__Task brief__. All entries below are to be set down again exactly as given.

__Entries provided__.

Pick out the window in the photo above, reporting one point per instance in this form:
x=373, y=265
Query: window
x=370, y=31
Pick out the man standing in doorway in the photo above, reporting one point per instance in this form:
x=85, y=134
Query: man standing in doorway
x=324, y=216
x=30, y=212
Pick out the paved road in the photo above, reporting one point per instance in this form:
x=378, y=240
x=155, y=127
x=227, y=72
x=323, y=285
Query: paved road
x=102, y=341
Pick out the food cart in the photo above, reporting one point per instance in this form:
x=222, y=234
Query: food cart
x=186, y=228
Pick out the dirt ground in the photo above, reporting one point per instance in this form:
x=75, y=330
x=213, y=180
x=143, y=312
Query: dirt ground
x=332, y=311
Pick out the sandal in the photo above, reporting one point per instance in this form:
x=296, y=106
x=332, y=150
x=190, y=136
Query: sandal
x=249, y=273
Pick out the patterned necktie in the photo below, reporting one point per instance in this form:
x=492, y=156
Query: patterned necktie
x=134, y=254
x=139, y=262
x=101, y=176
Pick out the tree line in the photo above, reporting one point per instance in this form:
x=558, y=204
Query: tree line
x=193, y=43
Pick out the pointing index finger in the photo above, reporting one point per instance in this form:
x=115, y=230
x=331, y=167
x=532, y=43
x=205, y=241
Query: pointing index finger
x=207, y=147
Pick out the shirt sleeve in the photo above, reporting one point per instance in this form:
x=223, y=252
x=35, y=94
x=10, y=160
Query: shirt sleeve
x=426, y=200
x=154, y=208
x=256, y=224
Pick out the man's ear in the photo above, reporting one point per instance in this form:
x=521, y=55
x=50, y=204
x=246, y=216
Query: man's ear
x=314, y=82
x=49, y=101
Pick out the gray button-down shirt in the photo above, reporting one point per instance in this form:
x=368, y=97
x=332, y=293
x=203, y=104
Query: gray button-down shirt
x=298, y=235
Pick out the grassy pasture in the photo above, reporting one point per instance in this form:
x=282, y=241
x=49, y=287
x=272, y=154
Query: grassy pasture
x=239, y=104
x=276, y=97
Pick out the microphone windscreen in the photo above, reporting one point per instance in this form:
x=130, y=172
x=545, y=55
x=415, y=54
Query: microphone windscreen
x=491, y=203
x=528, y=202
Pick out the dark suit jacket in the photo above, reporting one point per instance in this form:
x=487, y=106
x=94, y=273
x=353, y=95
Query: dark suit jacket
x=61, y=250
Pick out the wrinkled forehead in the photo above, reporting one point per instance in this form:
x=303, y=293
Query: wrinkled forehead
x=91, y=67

__Response area__.
Pick out the window in the photo above, reporting one point per instance in this form:
x=373, y=265
Query: window
x=370, y=31
Pick out the man standing in doorway in the photo above, reporting one point per instance in this form:
x=85, y=134
Query: man standing in doorway
x=324, y=216
x=30, y=212
Pick out the paved road in the photo above, reporting one point per instance in this form:
x=378, y=240
x=155, y=127
x=227, y=72
x=323, y=285
Query: paved road
x=102, y=341
Pick out the food cart in the photo above, reporting one point per instance in this form:
x=222, y=234
Query: food cart
x=186, y=228
Pick out the dirt ground in the photo above, reporting one point per instance in this form:
x=75, y=330
x=213, y=180
x=143, y=312
Query: dirt ground
x=332, y=311
Pick out the sandal in the photo above, reporting one point per instance in this form:
x=296, y=106
x=332, y=150
x=190, y=136
Query: sandal
x=249, y=273
Pick out the patterned necktie in the photo below, reporting one point per instance in this form:
x=492, y=156
Query: patterned necktie
x=134, y=254
x=139, y=262
x=101, y=176
Pick out the tree line in the photo above, reporting one point per instance in this form:
x=558, y=204
Query: tree line
x=193, y=43
Pick out the pointing index finger in the photo above, reporting one point per instance in this form:
x=115, y=230
x=331, y=167
x=532, y=43
x=205, y=241
Query: pointing index finger
x=207, y=147
Pick out the shirt sleeve in the photo above, reporting one point per instance in this form:
x=223, y=252
x=35, y=94
x=10, y=160
Query: shirt sleeve
x=426, y=200
x=154, y=208
x=256, y=224
Pick out the man's ear in the photo above, reporting one point per instance in this form:
x=521, y=55
x=50, y=204
x=246, y=216
Query: man's ear
x=314, y=82
x=49, y=101
Pick out the gray button-down shirt in the photo above, reporting one point per instance in this form:
x=368, y=97
x=332, y=293
x=203, y=104
Query: gray button-down shirt
x=298, y=235
Pick out the grassy pasture in the photo above, reporting one point per instance in this form:
x=282, y=241
x=49, y=287
x=272, y=154
Query: grassy pasture
x=239, y=104
x=276, y=97
Pick out the microphone windscreen in the photo above, reporting one point per instance in this form:
x=130, y=172
x=545, y=55
x=415, y=54
Query: microphone windscreen
x=491, y=203
x=528, y=202
Pick out the dark suit jacket in the photo above, reporting one point per instance in this form:
x=487, y=106
x=94, y=273
x=353, y=95
Query: dark suit jacket
x=61, y=250
Pick out the wrinkled forehead in the photo above, reporting one point per instance in this form:
x=303, y=293
Query: wrinkled forehead
x=91, y=67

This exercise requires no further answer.